▶ **Given data**:
◇ ◇ ◇

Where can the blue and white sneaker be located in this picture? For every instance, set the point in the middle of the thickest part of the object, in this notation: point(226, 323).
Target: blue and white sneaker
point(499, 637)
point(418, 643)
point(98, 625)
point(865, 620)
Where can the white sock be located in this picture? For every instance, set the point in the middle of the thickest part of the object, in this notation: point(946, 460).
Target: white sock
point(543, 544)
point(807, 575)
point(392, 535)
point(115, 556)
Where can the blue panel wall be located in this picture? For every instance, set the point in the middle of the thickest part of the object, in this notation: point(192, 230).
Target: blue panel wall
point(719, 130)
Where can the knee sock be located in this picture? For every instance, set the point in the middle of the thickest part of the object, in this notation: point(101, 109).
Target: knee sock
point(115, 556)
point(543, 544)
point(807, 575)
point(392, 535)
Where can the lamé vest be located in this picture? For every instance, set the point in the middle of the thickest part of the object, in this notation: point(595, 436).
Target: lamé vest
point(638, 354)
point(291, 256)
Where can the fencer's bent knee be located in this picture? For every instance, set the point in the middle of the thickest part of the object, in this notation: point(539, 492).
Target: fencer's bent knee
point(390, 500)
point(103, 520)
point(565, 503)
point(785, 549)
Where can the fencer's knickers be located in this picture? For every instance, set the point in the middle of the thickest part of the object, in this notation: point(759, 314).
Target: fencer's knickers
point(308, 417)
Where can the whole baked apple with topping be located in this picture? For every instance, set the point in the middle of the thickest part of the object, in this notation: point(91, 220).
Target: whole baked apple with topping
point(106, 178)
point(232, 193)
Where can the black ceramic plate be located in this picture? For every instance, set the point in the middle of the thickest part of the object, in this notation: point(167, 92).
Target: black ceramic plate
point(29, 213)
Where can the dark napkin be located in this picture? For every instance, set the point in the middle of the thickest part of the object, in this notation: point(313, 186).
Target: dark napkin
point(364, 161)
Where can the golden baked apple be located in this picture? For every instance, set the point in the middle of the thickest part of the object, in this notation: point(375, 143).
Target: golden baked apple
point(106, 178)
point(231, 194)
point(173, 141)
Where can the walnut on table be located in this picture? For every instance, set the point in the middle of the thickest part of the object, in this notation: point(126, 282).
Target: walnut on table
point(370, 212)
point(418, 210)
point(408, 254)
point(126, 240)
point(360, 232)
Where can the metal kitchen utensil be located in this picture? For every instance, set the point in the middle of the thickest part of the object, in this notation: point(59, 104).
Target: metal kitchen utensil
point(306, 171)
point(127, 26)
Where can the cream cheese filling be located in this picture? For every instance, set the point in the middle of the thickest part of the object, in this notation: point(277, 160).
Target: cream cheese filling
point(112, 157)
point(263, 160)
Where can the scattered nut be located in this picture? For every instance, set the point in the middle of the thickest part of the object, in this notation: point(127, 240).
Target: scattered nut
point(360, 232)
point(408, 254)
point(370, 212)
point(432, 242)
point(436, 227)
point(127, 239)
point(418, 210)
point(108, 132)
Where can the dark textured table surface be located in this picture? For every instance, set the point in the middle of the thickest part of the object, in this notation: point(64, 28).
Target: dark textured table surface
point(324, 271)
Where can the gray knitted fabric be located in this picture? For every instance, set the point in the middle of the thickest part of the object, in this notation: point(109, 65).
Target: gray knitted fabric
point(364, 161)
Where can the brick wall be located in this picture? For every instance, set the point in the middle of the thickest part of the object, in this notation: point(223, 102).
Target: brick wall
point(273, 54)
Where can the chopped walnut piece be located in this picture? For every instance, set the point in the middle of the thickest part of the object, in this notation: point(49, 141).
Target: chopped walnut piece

◇ ◇ ◇

▶ **Goal of the exercise**:
Can you turn the whole listing above into a numbered list, one line per item, and leave out any blank lines?

▶ **Solution for this exercise**:
1. Where can the blue and white sneaker be located in this picture? For every instance, set the point in the middle of the thickest part of the object, in this notation: point(226, 323).
2. Target: blue and white sneaker
3. point(499, 637)
4. point(418, 643)
5. point(98, 625)
6. point(865, 620)
7. Where can the white sock be located in this picture? For every instance, set the point in the middle of the thickest part of the object, in this notation: point(946, 460).
8. Target: white sock
9. point(543, 544)
10. point(807, 575)
11. point(392, 535)
12. point(115, 556)
13. Where can the blue panel wall be located in this picture? For every instance, set the point in the middle of the thickest part of the object, in this notation: point(192, 230).
14. Target: blue panel wall
15. point(719, 130)
16. Where can the knee sock be located in this picture? For every instance, set the point in the middle of the thickest part of the object, in this notation: point(101, 109).
17. Target: knee sock
18. point(115, 556)
19. point(543, 544)
20. point(807, 575)
21. point(392, 535)
22. Where can the lamé vest be located in this picture? For every instance, set the point in the middle of the thickest part of the object, in this notation: point(595, 436).
23. Target: lamé vest
24. point(638, 354)
25. point(291, 256)
26. Where can the fencer's bent knee be located in this picture? For every instance, set the point in the middle of the thickest part of the object, in this notation: point(539, 492).
27. Target: fencer's bent knee
28. point(390, 500)
29. point(103, 520)
30. point(565, 503)
31. point(785, 549)
32. Where can the fencer's knickers be located in this picture? For every instance, set the point in the middle of the thickest part of the object, in this notation: point(759, 314).
33. Target: fencer's knickers
34. point(308, 417)
35. Where can the whole baked apple with topping be located in this picture? For every instance, set the point in the middle of the thickest part of the object, in this notation: point(91, 220).
36. Target: whole baked apple with topping
37. point(106, 178)
38. point(232, 193)
39. Where can the black ceramic plate be located in this picture? For every instance, set the point in the middle of the thickest part of the object, in this notation: point(167, 92).
40. Target: black ceramic plate
41. point(29, 213)
42. Where can the dark napkin be located in this picture? For every instance, set the point in the middle of the thickest part of the object, in this notation: point(313, 186).
43. Target: dark napkin
44. point(364, 161)
45. Where can the golden baked apple be located in this picture? For every instance, set the point in the middle of the thickest part of the object, in this notation: point(375, 143).
46. Target: golden baked apple
47. point(106, 178)
48. point(231, 194)
49. point(173, 141)
50. Where can the walnut on table be located in this picture? For every instance, set the point in the middle of the thickest part of the object, in this notation: point(126, 282).
51. Target: walnut on table
52. point(370, 212)
53. point(418, 210)
54. point(408, 254)
55. point(126, 240)
56. point(360, 232)
57. Where can the metal kitchen utensil be located in this picture? For every instance, set the point in the middle of the thickest part of the object, in this notation: point(59, 104).
58. Target: metal kitchen utensil
59. point(306, 171)
60. point(127, 26)
61. Where can the cream cheese filling be located in this picture? For every instance, set the point in the middle of the thickest part of the object, in this notation: point(277, 160).
62. Target: cream cheese filling
63. point(112, 157)
64. point(263, 160)
65. Where can the scattered nut be located in this picture? For every instance, set the point in the middle of the thickest part of the object, in this notation: point(127, 240).
66. Target: scattered nut
67. point(360, 232)
68. point(408, 254)
69. point(370, 212)
70. point(432, 242)
71. point(436, 227)
72. point(127, 239)
73. point(418, 210)
74. point(108, 132)
75. Where can the dark textured table surface be located in this picture? For every instance, set the point in the middle of the thickest part of the object, in this notation: point(64, 28).
76. Target: dark textured table surface
77. point(324, 271)
78. Where can the gray knitted fabric be located in this picture? For every instance, set the point in the middle of the thickest part of the object, in this notation: point(109, 65).
79. Target: gray knitted fabric
80. point(364, 161)
81. Where can the brick wall be located in this picture? For every instance, set the point in the middle of the thickest part of the object, in this notation: point(223, 102).
82. Target: brick wall
83. point(273, 54)
84. Where can the chopped walnut piece be located in this picture? For every instance, set the point in the middle of the thickest part of the object, in this notation: point(49, 141).
85. Target: chopped walnut piece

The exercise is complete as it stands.